═══ Extracted entries

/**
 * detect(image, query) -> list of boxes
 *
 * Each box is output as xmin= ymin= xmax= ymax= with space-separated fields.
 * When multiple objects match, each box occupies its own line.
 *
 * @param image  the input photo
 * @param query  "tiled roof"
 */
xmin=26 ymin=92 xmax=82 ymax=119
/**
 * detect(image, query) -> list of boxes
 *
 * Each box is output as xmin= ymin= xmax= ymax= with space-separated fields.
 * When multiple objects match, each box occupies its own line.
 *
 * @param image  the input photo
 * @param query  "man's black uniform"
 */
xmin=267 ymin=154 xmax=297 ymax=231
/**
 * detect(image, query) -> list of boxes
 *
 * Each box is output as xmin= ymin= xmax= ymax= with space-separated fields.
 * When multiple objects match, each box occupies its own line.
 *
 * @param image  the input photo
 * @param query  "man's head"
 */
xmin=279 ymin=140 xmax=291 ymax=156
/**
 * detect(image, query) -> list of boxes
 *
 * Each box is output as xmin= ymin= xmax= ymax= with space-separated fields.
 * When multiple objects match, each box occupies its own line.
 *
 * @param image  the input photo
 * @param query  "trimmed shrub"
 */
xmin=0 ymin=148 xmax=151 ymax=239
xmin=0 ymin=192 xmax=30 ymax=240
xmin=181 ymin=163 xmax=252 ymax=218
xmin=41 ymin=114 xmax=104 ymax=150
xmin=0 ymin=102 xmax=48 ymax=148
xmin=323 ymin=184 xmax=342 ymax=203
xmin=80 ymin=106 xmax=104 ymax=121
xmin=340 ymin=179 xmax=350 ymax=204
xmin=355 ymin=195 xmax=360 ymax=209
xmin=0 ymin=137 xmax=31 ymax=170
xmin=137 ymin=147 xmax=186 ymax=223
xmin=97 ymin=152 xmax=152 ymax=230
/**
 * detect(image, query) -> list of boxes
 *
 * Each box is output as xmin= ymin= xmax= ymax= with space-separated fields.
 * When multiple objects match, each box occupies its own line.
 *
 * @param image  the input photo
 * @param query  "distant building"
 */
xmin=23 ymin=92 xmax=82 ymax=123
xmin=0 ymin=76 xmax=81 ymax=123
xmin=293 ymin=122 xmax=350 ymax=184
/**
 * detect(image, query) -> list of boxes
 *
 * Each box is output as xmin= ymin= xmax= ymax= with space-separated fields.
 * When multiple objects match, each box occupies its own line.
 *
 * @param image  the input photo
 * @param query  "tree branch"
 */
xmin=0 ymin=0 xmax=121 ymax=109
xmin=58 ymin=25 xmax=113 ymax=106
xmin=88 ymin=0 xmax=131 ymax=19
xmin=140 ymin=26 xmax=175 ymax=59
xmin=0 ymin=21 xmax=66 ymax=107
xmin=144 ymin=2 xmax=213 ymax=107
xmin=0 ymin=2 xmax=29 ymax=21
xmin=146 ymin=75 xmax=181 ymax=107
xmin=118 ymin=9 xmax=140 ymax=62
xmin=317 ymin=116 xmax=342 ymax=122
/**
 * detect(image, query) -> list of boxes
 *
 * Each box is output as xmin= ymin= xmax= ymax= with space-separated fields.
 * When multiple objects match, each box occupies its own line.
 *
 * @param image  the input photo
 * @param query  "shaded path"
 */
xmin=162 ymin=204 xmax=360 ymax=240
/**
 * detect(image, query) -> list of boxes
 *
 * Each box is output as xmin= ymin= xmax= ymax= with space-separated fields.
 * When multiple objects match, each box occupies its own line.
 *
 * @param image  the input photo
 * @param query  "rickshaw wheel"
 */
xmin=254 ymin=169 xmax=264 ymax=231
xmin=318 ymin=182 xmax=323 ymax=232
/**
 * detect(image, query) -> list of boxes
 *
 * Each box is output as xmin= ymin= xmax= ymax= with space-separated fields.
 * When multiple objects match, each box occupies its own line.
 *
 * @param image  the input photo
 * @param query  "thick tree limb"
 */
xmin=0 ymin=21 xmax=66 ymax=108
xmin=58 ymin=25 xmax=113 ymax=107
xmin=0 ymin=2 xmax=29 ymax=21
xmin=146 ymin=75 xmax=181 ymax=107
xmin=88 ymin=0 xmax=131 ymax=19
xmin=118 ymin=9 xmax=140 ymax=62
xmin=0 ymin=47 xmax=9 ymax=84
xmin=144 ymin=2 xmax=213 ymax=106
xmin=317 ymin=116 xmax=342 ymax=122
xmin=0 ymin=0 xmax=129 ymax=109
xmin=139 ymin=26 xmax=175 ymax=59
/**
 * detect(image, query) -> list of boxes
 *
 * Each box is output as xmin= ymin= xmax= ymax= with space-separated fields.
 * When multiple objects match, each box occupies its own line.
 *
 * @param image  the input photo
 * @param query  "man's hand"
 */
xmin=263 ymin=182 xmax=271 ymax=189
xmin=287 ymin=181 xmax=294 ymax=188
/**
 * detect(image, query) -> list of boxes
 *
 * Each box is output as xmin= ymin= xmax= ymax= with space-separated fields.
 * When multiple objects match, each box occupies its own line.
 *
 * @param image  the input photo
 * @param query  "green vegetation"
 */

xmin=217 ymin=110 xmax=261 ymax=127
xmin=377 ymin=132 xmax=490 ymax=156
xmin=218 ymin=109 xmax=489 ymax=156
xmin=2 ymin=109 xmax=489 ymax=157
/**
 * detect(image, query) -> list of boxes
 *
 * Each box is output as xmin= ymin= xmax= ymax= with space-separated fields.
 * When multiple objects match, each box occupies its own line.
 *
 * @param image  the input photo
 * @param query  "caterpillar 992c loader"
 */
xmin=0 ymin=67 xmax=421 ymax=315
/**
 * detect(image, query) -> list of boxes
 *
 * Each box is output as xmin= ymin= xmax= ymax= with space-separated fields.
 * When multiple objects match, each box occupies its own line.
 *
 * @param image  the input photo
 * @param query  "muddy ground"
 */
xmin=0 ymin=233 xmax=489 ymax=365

══════

▶ **What this task involves**: Go through the records and show every line with the string "tree" in it.

▶ **Task output**:
 * @param query  "tree branch"
 * @param query  "thick tree limb"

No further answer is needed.